--- START ---

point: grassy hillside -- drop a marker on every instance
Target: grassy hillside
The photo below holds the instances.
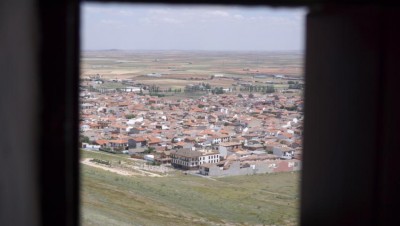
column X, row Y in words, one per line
column 178, row 199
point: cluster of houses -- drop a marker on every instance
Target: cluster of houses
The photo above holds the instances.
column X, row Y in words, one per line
column 227, row 134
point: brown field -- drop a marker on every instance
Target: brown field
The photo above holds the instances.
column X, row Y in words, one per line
column 179, row 68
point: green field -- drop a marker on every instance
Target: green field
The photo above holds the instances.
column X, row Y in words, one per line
column 178, row 199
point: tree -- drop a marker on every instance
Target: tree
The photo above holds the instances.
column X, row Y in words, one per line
column 84, row 139
column 130, row 116
column 149, row 150
column 270, row 89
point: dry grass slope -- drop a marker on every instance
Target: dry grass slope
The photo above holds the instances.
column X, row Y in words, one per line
column 112, row 199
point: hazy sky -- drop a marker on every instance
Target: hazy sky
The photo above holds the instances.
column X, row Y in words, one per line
column 166, row 27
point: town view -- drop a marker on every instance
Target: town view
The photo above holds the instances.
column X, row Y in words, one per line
column 191, row 137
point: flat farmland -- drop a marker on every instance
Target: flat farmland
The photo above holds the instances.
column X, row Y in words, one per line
column 173, row 65
column 177, row 199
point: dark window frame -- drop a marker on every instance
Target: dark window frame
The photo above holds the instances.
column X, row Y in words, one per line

--- END ---

**Description of the task:** Reproduce every entry word for word, but skip any pictures.

**Answer area:**
point: grassy hillside -- drop a marker on every instance
Target: grassy hillside
The photo below holds the instances.
column X, row Y in words, one per line
column 178, row 199
point: cluster of houses -- drop a marker on every instance
Target: cluster of houses
The photo above holds the instances.
column X, row Y in words, one per line
column 227, row 134
point: brown field -- drop a marker on every instance
Target: brown field
The photo above holds the instances.
column X, row Y in words, one per line
column 179, row 68
point: green field -- drop a marker on every instance
Target: green field
The photo above holds the instances.
column X, row Y in words, one per line
column 178, row 199
point: tree -- drop a marker on every instance
Target: tree
The photo above holds the instances.
column X, row Y in words, one per line
column 84, row 139
column 130, row 116
column 149, row 150
column 270, row 89
point: dry grass slope -- drop a marker on every instance
Target: dry grass slope
The photo above holds the instances.
column X, row Y in words, one per line
column 112, row 199
point: hazy sky -- drop a marker on every instance
Target: hazy sky
The photo above holds the instances.
column X, row Y in words, one per line
column 166, row 27
point: town view -- drop a marker on every instance
Target: town view
The photo above holds the instances.
column X, row Y in words, one per line
column 191, row 137
point: flat farmland -- drop a marker on every instance
Target: flat farmland
The photo above holds the instances.
column X, row Y in words, one per line
column 173, row 65
column 177, row 199
point: dark window frame -- drop a marker on every instance
Target: dark window frame
The photo above holds the instances.
column X, row Y in words, one per line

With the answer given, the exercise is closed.